:: YOUR INSTRUCTIONS ::
Copy only this range: the line with "Pin every instance of the red" through the final line of the material, inclusive at both ends.

THE RECORDS start

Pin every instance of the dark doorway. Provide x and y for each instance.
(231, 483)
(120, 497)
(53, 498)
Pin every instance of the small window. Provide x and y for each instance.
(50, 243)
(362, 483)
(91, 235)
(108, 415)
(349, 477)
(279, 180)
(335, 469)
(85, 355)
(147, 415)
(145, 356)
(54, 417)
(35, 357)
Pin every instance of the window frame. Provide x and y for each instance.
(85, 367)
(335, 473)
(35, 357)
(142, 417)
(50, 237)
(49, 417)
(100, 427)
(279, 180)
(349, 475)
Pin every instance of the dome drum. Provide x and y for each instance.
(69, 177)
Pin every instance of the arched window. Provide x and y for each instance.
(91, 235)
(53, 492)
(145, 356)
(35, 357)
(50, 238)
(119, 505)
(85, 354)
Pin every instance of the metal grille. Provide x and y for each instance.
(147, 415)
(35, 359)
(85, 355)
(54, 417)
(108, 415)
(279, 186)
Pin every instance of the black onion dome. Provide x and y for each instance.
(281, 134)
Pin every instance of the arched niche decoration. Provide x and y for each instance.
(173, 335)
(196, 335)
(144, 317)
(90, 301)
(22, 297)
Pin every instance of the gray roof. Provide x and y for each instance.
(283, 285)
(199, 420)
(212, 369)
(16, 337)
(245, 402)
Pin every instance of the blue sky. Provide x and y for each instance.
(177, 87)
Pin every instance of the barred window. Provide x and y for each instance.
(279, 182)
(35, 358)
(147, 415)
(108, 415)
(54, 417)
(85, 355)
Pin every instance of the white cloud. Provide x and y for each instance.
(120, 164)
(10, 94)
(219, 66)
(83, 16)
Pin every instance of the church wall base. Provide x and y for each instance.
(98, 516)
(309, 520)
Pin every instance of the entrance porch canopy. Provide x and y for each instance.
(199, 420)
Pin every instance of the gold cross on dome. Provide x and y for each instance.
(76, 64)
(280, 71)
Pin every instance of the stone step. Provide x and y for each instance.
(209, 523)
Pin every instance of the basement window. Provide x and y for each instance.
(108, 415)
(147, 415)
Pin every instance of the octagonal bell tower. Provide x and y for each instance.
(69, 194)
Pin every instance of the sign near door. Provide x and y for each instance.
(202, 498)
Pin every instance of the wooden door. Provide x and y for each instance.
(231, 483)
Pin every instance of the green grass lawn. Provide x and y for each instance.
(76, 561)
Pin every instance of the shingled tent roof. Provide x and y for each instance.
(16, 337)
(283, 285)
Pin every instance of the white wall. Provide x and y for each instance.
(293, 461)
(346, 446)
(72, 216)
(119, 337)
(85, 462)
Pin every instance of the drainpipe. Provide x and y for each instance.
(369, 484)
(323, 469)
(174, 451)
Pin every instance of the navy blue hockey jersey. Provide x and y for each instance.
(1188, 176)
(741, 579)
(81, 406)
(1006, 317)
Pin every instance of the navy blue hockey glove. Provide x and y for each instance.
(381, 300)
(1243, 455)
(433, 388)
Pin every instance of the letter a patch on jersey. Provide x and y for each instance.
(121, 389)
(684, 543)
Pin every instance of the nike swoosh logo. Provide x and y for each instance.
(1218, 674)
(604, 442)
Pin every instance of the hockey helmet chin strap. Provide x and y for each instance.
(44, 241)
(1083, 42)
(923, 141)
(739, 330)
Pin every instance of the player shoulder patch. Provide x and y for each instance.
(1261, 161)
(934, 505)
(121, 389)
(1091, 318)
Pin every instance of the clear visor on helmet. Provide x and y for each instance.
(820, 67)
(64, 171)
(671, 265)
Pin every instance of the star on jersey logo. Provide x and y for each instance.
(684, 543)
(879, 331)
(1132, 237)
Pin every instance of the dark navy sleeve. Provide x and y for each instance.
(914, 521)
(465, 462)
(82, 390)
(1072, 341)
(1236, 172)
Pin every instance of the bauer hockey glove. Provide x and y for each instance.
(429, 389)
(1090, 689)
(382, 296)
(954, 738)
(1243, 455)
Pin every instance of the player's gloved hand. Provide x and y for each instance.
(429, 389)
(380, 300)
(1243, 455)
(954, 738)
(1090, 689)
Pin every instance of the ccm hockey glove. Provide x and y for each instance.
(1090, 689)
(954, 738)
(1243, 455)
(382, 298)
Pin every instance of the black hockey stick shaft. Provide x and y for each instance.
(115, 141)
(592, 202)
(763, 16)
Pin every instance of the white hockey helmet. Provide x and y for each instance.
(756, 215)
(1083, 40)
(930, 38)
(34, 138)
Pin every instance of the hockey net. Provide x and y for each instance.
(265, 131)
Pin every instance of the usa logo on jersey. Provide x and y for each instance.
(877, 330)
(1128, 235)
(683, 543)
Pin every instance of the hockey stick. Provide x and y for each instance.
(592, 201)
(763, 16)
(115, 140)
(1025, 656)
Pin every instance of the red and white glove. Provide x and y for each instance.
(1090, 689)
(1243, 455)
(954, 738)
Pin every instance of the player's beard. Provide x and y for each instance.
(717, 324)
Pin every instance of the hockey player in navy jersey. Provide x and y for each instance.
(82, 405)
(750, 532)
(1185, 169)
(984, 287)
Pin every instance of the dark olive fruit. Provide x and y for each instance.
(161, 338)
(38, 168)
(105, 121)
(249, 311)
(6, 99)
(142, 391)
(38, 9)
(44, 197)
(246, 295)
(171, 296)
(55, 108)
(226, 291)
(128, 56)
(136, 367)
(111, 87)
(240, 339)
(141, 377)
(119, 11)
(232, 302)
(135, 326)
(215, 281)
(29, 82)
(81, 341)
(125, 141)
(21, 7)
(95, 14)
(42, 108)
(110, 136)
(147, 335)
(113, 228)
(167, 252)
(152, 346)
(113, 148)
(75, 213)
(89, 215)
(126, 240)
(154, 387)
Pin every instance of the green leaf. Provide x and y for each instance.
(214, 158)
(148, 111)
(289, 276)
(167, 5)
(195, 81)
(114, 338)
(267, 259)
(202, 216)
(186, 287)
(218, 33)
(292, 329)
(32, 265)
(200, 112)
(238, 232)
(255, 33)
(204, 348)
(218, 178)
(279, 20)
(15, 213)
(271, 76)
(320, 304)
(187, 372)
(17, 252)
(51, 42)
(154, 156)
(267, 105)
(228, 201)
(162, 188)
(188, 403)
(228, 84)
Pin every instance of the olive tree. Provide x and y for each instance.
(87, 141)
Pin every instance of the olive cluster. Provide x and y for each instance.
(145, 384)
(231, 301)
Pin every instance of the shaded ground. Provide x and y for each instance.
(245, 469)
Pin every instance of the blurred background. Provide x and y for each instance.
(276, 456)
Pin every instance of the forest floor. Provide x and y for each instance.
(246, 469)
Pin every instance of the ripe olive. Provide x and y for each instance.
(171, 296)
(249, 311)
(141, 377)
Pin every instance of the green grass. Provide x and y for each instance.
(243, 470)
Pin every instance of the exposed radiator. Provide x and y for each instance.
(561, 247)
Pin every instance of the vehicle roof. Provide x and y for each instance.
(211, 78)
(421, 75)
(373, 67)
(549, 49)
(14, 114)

THE RECORDS end

:: RESPONSE TO THE EXERCISE ::
Pin every instance of the red and white glove. Provide x and y for each instance.
(1090, 689)
(1243, 455)
(954, 738)
Pin every instance of the player's beard. Provide x and y for each instance.
(717, 324)
Pin every instance of the hockey player in navy jersey. Provide x and y for each instance.
(82, 405)
(750, 532)
(1185, 169)
(984, 287)
Pin every instance of the dark olive fruit. Provide x and y for each instance.
(161, 338)
(38, 168)
(105, 121)
(249, 311)
(6, 99)
(142, 391)
(38, 9)
(44, 197)
(246, 295)
(171, 296)
(55, 108)
(226, 291)
(128, 56)
(136, 367)
(111, 87)
(240, 339)
(141, 377)
(119, 11)
(232, 302)
(135, 326)
(215, 281)
(29, 82)
(81, 341)
(125, 141)
(21, 7)
(95, 14)
(42, 108)
(110, 136)
(147, 335)
(113, 228)
(167, 252)
(152, 346)
(113, 148)
(75, 213)
(89, 215)
(126, 240)
(154, 387)
Pin every instance of the green leaf. Provide x and y for each instance.
(214, 158)
(148, 111)
(289, 276)
(167, 5)
(195, 81)
(114, 338)
(267, 259)
(202, 216)
(186, 287)
(218, 33)
(292, 329)
(32, 265)
(200, 112)
(238, 232)
(255, 33)
(204, 348)
(218, 178)
(279, 20)
(15, 213)
(271, 76)
(320, 304)
(187, 372)
(17, 252)
(51, 42)
(154, 156)
(267, 105)
(228, 201)
(162, 188)
(188, 403)
(228, 84)
Pin every instance of the olive tree. Provide x and y for each instance.
(87, 141)
Pin every instance of the olive cluster. Provide x and y for each instance.
(145, 384)
(231, 301)
Pin every instance of the shaded ground. Provide x and y for each instance.
(245, 469)
Pin every instance of the blurred background. Provide x and y for each instance.
(276, 456)
Pin every instance of the forest floor. Provide x and y for each instance.
(246, 469)
Pin every instance of the ripe olive. Provide x and y for each instance.
(171, 296)
(249, 311)
(141, 377)
Pin every instance of the green grass. Provide x and y for each instance.
(243, 470)
Pin every instance of the exposed radiator. Provide x and y for each instance.
(561, 247)
Pin every instance of the vehicle roof. Provide x and y for each instance.
(211, 78)
(421, 75)
(373, 67)
(549, 49)
(14, 114)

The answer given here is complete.